TASK BRIEF |
Collect every line in the rows below that contains the word "tail", copying each such line in full.
* Start TASK MATERIAL *
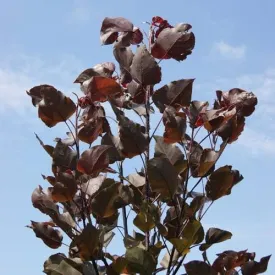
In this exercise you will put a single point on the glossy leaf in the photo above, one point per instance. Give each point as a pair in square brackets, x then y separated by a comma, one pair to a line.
[110, 28]
[140, 261]
[88, 242]
[144, 68]
[253, 267]
[163, 177]
[94, 160]
[105, 69]
[198, 267]
[50, 236]
[176, 94]
[221, 182]
[215, 235]
[53, 105]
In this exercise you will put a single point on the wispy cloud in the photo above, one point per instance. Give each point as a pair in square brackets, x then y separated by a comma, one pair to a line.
[229, 51]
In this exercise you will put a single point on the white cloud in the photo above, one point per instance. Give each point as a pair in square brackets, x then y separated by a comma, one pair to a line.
[229, 51]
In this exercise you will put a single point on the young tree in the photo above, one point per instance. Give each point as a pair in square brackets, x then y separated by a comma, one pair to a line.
[178, 182]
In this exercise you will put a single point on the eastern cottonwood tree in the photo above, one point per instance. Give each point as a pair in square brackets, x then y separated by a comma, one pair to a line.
[91, 195]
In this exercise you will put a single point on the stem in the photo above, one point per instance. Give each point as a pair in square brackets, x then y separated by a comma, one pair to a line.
[124, 214]
[147, 155]
[95, 267]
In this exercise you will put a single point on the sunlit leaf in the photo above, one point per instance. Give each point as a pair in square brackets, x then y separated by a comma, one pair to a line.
[176, 94]
[215, 235]
[144, 68]
[253, 267]
[174, 43]
[221, 182]
[110, 28]
[198, 267]
[140, 261]
[53, 105]
[94, 160]
[105, 69]
[88, 242]
[102, 203]
[50, 236]
[163, 176]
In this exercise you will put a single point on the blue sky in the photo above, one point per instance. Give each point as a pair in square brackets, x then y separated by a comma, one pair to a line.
[53, 41]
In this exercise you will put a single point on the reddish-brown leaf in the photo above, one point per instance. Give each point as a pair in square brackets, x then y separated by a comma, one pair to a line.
[144, 68]
[110, 28]
[174, 43]
[100, 88]
[105, 69]
[176, 94]
[175, 125]
[232, 129]
[64, 189]
[94, 160]
[50, 236]
[243, 101]
[53, 105]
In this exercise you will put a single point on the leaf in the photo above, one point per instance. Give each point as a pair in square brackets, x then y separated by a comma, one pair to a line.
[207, 160]
[64, 156]
[94, 160]
[198, 267]
[196, 108]
[105, 69]
[50, 236]
[229, 260]
[64, 189]
[108, 238]
[137, 179]
[215, 235]
[133, 140]
[144, 68]
[175, 125]
[100, 88]
[53, 105]
[102, 203]
[48, 148]
[88, 242]
[166, 259]
[59, 264]
[243, 101]
[176, 94]
[69, 141]
[140, 261]
[174, 43]
[114, 153]
[43, 201]
[91, 130]
[232, 129]
[221, 182]
[190, 236]
[253, 267]
[170, 151]
[92, 185]
[110, 28]
[163, 177]
[124, 56]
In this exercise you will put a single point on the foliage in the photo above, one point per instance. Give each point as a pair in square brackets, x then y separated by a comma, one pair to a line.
[180, 175]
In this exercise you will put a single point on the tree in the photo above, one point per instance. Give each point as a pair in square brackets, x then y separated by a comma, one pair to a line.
[179, 180]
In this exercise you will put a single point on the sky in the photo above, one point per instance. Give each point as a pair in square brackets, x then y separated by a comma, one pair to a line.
[51, 42]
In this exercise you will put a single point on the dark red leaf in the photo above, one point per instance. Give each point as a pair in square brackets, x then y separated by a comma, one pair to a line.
[176, 94]
[110, 28]
[144, 68]
[94, 160]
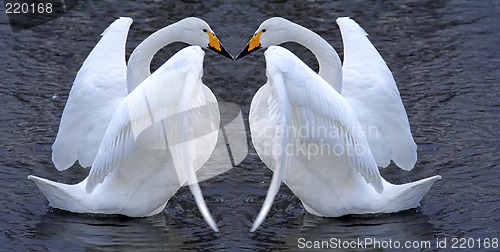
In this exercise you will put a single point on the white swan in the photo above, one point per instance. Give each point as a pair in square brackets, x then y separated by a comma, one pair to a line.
[145, 145]
[324, 134]
[104, 80]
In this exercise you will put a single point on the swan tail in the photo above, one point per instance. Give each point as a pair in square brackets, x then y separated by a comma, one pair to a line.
[59, 195]
[407, 196]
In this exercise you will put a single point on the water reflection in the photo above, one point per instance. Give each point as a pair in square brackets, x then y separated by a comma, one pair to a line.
[443, 55]
[77, 232]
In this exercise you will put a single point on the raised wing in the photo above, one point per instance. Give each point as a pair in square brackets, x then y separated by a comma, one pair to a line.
[169, 111]
[370, 89]
[297, 110]
[99, 87]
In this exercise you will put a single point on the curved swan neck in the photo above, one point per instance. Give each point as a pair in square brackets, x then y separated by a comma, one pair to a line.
[330, 67]
[138, 68]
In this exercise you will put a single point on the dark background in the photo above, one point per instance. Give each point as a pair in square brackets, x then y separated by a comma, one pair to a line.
[444, 56]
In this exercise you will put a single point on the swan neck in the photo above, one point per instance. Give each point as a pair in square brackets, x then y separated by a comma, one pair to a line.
[330, 67]
[138, 68]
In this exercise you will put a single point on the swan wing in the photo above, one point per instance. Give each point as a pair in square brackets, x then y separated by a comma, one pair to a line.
[297, 109]
[168, 111]
[370, 89]
[99, 86]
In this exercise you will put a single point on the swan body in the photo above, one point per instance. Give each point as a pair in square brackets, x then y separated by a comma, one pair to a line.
[324, 135]
[152, 135]
[105, 79]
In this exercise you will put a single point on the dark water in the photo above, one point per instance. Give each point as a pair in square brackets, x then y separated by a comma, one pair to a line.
[444, 56]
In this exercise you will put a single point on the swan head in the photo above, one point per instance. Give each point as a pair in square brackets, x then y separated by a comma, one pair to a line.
[273, 31]
[195, 31]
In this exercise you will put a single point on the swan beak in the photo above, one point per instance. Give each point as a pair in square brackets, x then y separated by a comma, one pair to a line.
[253, 45]
[216, 46]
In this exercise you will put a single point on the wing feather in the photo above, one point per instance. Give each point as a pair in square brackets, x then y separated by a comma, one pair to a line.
[165, 110]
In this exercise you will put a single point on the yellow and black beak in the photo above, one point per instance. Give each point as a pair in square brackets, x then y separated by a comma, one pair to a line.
[216, 46]
[252, 46]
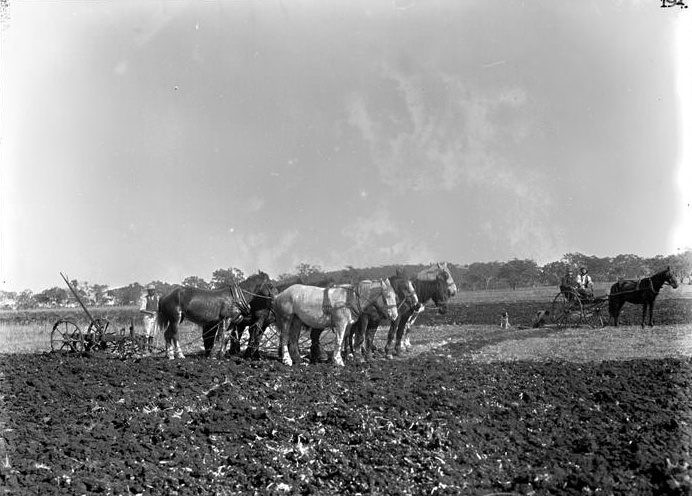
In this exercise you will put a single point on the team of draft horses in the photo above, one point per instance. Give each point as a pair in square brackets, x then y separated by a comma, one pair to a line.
[353, 311]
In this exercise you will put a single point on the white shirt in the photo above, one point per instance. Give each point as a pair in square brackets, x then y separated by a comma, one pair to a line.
[584, 280]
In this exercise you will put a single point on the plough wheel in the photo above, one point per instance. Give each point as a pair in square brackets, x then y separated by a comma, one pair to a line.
[566, 310]
[66, 336]
[96, 332]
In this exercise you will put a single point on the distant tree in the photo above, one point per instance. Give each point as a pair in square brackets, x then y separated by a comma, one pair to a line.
[83, 290]
[481, 274]
[552, 273]
[8, 300]
[53, 297]
[519, 272]
[196, 282]
[128, 295]
[26, 300]
[350, 275]
[224, 278]
[307, 272]
[162, 288]
[629, 267]
[100, 292]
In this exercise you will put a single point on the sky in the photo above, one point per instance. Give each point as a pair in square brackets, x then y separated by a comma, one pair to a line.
[154, 140]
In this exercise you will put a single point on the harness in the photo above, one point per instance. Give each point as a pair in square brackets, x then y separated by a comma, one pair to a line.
[353, 301]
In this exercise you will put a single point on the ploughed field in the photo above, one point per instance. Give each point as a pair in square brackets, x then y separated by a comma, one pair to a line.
[471, 408]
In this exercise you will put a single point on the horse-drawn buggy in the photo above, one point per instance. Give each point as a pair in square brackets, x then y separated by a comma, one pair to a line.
[573, 307]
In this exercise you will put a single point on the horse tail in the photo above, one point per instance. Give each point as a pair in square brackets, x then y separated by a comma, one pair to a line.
[162, 317]
[614, 301]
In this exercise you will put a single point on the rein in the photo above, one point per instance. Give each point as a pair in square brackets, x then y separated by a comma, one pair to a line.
[359, 311]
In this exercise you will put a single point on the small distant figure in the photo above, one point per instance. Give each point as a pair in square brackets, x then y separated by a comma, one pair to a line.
[149, 307]
[504, 320]
[541, 319]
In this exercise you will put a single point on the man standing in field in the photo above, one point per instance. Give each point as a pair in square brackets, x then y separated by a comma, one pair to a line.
[149, 306]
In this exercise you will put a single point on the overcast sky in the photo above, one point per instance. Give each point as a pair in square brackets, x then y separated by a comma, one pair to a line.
[152, 140]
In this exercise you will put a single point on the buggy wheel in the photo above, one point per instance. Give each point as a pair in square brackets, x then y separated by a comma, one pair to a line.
[96, 333]
[594, 317]
[66, 336]
[566, 310]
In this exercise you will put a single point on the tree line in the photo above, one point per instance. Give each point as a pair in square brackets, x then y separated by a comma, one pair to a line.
[510, 274]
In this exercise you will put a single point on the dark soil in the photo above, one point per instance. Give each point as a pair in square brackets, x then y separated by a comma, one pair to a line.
[436, 423]
[667, 312]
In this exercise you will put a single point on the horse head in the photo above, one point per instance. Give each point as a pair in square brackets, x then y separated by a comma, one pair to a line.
[670, 278]
[445, 276]
[404, 288]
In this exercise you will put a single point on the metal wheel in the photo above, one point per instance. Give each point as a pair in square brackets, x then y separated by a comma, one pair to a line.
[96, 332]
[566, 310]
[593, 315]
[66, 336]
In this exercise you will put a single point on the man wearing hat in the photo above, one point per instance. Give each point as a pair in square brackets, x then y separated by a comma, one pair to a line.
[568, 284]
[584, 282]
[148, 307]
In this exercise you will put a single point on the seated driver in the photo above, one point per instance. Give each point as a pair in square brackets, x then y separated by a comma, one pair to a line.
[568, 284]
[584, 283]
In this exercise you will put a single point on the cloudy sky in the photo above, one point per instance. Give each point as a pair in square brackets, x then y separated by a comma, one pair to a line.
[156, 140]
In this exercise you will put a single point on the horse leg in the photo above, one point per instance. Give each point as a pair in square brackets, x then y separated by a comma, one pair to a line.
[651, 313]
[357, 336]
[293, 339]
[208, 336]
[409, 320]
[236, 335]
[370, 341]
[170, 336]
[284, 337]
[317, 354]
[614, 308]
[390, 341]
[340, 328]
[644, 307]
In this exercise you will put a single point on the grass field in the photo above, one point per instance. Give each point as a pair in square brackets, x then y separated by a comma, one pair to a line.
[29, 330]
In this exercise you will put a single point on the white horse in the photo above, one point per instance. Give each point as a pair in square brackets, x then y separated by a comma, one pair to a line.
[318, 308]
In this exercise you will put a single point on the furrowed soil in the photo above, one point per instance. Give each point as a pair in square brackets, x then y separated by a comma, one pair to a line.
[471, 409]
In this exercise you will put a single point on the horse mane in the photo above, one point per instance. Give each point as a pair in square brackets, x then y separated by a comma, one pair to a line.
[429, 290]
[254, 280]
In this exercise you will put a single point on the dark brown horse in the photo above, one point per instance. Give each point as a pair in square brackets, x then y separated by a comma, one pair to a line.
[260, 314]
[642, 292]
[434, 283]
[210, 309]
[361, 335]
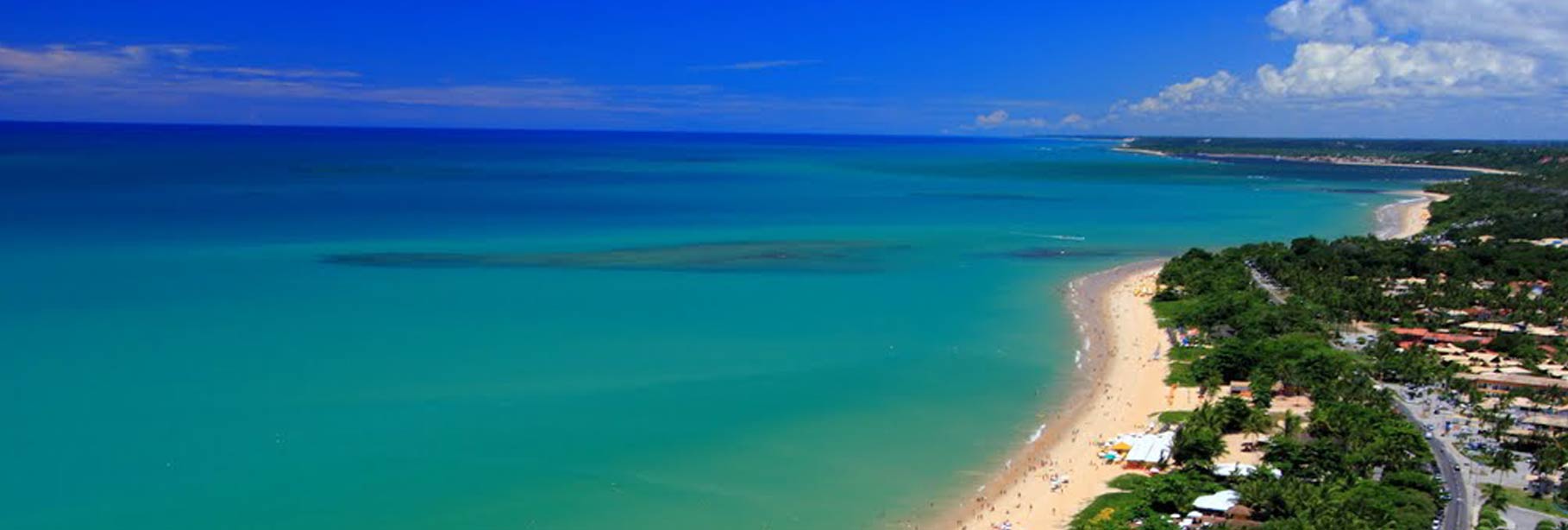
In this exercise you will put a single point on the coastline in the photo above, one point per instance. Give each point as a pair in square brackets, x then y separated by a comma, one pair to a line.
[1119, 333]
[1405, 218]
[1339, 162]
[1117, 388]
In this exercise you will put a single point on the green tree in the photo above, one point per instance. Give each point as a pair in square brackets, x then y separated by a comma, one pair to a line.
[1197, 444]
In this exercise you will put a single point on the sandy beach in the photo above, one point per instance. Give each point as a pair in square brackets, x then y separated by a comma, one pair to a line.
[1408, 217]
[1117, 389]
[1343, 162]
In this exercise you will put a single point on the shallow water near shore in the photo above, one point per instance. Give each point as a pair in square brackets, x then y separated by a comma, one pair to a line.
[335, 328]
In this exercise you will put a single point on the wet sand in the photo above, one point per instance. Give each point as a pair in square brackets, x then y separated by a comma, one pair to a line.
[1405, 218]
[1119, 386]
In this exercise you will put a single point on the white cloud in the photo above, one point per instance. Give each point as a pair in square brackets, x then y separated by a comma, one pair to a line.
[249, 71]
[1198, 93]
[1391, 52]
[994, 118]
[1322, 69]
[1322, 19]
[1004, 119]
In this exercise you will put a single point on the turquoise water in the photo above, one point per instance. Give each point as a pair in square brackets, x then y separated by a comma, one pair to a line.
[331, 328]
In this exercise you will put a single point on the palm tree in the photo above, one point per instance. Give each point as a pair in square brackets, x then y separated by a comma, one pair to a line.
[1495, 497]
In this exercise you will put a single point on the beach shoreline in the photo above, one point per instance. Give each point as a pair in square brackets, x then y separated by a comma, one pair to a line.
[1405, 218]
[1117, 388]
[1330, 161]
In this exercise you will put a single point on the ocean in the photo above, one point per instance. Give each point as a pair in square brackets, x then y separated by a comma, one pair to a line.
[360, 328]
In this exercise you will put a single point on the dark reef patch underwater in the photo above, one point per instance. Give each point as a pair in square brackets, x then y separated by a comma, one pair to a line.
[705, 257]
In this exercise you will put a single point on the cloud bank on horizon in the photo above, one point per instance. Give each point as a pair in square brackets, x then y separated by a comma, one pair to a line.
[1454, 68]
[1385, 57]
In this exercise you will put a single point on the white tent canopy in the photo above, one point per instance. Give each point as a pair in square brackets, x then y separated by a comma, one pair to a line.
[1219, 501]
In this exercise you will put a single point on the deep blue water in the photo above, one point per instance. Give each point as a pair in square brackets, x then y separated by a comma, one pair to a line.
[342, 328]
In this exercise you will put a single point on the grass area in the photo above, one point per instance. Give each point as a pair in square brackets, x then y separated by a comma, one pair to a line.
[1167, 311]
[1186, 353]
[1128, 482]
[1113, 507]
[1523, 499]
[1181, 374]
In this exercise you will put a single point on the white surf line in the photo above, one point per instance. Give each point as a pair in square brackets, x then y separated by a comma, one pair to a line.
[1051, 236]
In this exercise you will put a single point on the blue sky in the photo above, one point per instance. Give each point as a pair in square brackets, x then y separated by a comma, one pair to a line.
[1366, 68]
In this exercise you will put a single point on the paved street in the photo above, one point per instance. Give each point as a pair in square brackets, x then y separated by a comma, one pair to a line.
[1458, 513]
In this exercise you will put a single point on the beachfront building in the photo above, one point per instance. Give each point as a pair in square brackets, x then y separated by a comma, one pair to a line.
[1144, 451]
[1504, 383]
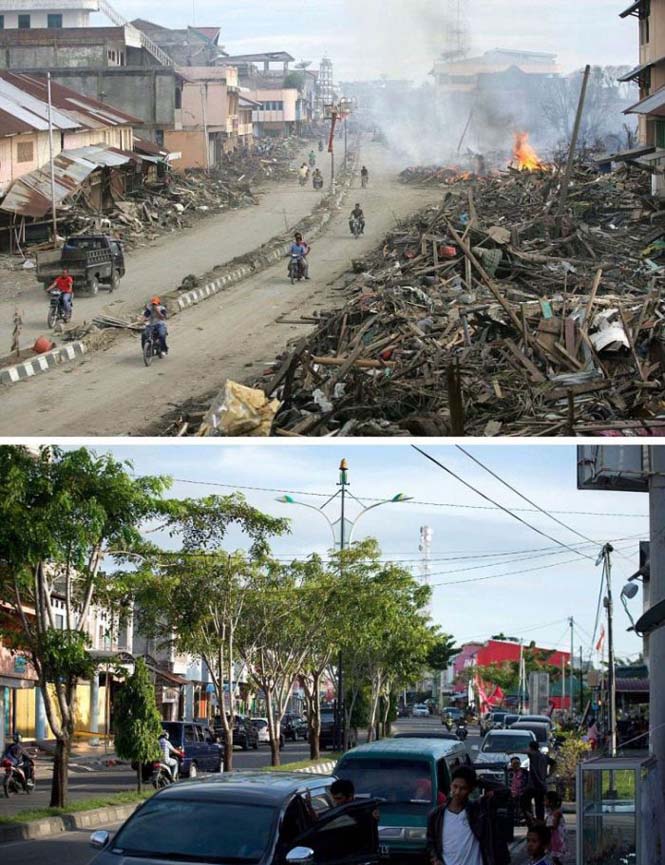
* End TASK MATERIAL *
FINISHED TASK |
In this exercise you will put a single point on the swan tail in the photo above, one point per instance. Give each point as a pair in square brackets, x then y separated by a comma, one pair to a line.
In this exercise you will put a single point on the horse tail in the photo above, one point per instance. Give each point as a pair in square brackets, x then y separated by a comma, one pair to a line.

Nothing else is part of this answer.